Task item. Could you transcribe exactly the lines from the one containing "Target: groom's beard" through the last line of the records below, leaving out the pictures?

Segment Start: Input for this task

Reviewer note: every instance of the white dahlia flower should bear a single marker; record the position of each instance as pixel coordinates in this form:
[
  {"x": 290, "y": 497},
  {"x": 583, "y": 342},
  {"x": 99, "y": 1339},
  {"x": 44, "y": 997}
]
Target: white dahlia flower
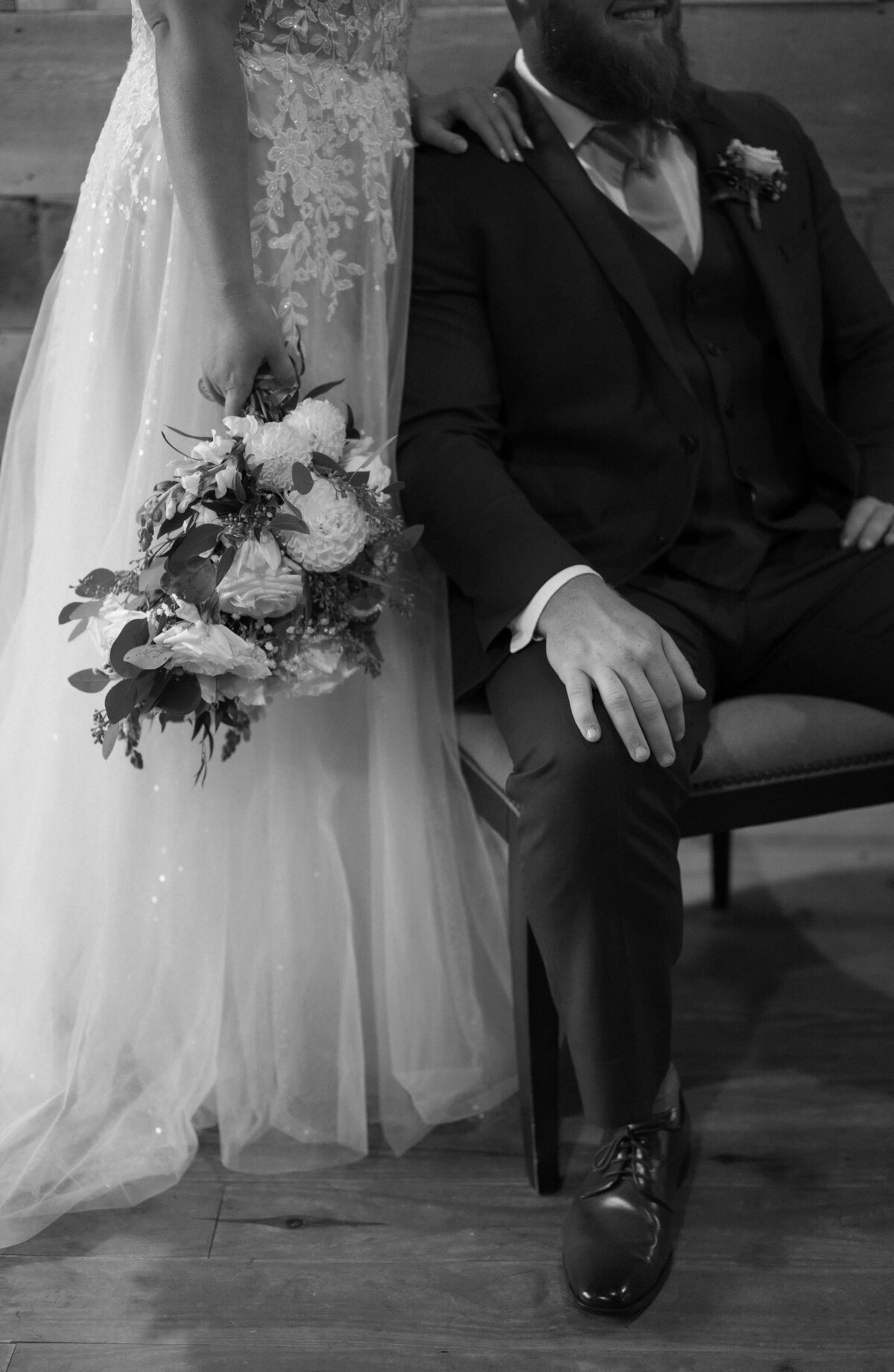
[{"x": 336, "y": 528}]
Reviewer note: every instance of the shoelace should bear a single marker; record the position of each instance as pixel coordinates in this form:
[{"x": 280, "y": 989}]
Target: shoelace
[{"x": 624, "y": 1156}]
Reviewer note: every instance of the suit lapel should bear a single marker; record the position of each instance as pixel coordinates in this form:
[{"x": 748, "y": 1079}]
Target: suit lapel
[
  {"x": 592, "y": 215},
  {"x": 711, "y": 132}
]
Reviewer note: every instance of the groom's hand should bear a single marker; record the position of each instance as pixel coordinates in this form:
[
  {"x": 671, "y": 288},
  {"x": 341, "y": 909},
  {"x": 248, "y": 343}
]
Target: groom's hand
[{"x": 597, "y": 638}]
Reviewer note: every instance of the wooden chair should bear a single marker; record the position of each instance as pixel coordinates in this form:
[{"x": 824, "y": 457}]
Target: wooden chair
[{"x": 767, "y": 758}]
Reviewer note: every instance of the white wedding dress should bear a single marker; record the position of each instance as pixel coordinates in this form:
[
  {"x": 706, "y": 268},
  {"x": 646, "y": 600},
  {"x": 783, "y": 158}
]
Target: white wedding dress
[{"x": 314, "y": 939}]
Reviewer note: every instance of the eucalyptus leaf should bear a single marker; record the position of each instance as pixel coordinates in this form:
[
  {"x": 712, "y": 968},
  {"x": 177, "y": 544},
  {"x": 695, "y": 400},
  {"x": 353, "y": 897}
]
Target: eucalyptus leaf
[
  {"x": 171, "y": 525},
  {"x": 197, "y": 584},
  {"x": 135, "y": 633},
  {"x": 199, "y": 438},
  {"x": 288, "y": 525},
  {"x": 321, "y": 390},
  {"x": 89, "y": 681},
  {"x": 121, "y": 700},
  {"x": 151, "y": 578},
  {"x": 410, "y": 537},
  {"x": 78, "y": 610},
  {"x": 110, "y": 739},
  {"x": 148, "y": 657},
  {"x": 302, "y": 479},
  {"x": 197, "y": 541},
  {"x": 324, "y": 463},
  {"x": 181, "y": 696},
  {"x": 101, "y": 582},
  {"x": 224, "y": 566}
]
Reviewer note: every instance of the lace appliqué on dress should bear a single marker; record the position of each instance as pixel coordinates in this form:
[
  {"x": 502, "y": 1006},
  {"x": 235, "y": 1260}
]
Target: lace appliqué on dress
[
  {"x": 120, "y": 157},
  {"x": 326, "y": 92}
]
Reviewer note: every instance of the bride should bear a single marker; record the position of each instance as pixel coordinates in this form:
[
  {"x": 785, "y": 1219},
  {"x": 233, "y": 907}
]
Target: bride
[{"x": 313, "y": 941}]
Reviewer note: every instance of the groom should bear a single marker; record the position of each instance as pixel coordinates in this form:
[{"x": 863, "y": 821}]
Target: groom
[{"x": 649, "y": 429}]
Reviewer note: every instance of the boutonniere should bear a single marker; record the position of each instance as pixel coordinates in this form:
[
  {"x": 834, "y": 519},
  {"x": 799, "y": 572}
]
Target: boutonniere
[{"x": 750, "y": 174}]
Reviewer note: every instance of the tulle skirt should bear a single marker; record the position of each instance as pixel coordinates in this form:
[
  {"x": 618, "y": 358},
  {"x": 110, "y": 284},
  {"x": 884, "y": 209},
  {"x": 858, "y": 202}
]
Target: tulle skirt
[{"x": 310, "y": 941}]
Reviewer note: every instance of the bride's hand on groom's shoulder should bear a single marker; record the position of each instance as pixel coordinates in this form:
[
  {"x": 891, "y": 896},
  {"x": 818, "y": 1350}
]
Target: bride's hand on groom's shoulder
[
  {"x": 491, "y": 112},
  {"x": 243, "y": 336},
  {"x": 597, "y": 638}
]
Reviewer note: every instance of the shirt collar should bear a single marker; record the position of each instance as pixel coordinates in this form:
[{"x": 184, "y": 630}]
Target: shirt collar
[{"x": 572, "y": 122}]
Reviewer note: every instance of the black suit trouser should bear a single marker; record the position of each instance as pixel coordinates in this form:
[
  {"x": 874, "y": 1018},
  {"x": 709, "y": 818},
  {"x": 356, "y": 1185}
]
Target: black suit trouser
[{"x": 598, "y": 835}]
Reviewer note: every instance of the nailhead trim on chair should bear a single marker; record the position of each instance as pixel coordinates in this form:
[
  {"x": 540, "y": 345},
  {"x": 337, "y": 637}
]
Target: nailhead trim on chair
[{"x": 842, "y": 765}]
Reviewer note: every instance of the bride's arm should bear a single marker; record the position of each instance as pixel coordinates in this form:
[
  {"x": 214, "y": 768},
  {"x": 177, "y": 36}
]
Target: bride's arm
[
  {"x": 489, "y": 110},
  {"x": 205, "y": 127}
]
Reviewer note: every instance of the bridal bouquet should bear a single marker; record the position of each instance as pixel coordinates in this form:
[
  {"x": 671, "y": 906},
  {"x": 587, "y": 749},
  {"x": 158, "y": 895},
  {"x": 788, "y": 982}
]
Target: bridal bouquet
[{"x": 267, "y": 557}]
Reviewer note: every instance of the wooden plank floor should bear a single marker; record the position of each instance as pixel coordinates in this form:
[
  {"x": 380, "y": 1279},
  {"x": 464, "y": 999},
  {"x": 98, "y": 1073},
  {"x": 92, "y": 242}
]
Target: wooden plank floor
[{"x": 446, "y": 1259}]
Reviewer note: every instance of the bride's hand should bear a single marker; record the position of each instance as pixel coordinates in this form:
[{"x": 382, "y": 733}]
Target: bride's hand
[
  {"x": 244, "y": 336},
  {"x": 491, "y": 112}
]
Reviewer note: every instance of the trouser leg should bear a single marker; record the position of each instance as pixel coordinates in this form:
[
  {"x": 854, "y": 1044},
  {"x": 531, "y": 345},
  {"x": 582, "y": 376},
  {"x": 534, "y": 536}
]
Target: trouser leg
[{"x": 600, "y": 873}]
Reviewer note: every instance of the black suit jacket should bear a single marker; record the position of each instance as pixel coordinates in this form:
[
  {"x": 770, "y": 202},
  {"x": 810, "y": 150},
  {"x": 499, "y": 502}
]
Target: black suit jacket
[{"x": 546, "y": 417}]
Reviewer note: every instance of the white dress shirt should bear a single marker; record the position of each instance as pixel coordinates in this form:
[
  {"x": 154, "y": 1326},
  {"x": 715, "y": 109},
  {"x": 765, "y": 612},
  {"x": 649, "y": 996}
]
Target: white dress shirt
[{"x": 679, "y": 168}]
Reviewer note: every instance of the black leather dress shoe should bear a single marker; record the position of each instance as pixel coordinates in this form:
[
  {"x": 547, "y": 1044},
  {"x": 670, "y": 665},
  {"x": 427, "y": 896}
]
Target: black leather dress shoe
[{"x": 618, "y": 1235}]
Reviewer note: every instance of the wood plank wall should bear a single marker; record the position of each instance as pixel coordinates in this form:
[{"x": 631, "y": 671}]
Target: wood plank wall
[{"x": 830, "y": 60}]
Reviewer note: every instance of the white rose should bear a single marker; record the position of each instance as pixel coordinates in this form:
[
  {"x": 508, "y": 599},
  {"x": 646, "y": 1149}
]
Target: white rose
[
  {"x": 276, "y": 448},
  {"x": 336, "y": 528},
  {"x": 106, "y": 626},
  {"x": 320, "y": 426},
  {"x": 213, "y": 450},
  {"x": 760, "y": 161},
  {"x": 261, "y": 584},
  {"x": 241, "y": 426},
  {"x": 225, "y": 478},
  {"x": 213, "y": 649},
  {"x": 362, "y": 457}
]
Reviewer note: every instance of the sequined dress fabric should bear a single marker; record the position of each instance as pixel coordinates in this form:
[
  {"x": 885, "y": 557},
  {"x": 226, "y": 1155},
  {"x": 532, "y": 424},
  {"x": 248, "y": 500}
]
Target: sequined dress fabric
[{"x": 311, "y": 946}]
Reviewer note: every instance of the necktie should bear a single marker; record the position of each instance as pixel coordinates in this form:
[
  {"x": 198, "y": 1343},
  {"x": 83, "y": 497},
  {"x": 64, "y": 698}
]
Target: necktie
[{"x": 635, "y": 163}]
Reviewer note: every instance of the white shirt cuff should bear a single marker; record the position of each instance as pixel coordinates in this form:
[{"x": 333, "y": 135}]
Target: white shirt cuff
[{"x": 524, "y": 626}]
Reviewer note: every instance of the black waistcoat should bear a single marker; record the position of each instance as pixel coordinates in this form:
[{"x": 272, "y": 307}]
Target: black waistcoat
[{"x": 755, "y": 478}]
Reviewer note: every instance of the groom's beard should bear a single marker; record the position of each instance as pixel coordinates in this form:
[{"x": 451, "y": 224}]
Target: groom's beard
[{"x": 616, "y": 80}]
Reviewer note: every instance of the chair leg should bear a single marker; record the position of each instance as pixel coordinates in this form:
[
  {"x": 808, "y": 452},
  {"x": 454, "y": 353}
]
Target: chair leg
[
  {"x": 536, "y": 1046},
  {"x": 720, "y": 856}
]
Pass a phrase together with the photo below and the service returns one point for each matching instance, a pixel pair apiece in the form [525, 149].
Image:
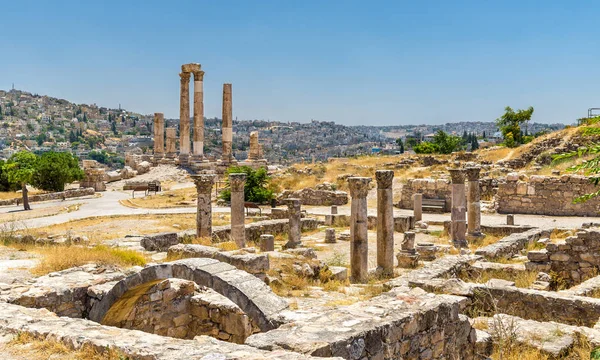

Segment End: Input for this task

Output for this exercise.
Target: groom's beard
[{"x": 616, "y": 80}]
Reviewer note: every instance of the chair leg should bear a single marker; record the position of each instance as pixel coordinates in this form:
[
  {"x": 808, "y": 452},
  {"x": 454, "y": 353}
]
Target: chair leg
[
  {"x": 536, "y": 1046},
  {"x": 720, "y": 856}
]
Pass a phrase together with the photo below and the service returns one point for each matching instance, a pixel pair apiece in the form [525, 149].
Image:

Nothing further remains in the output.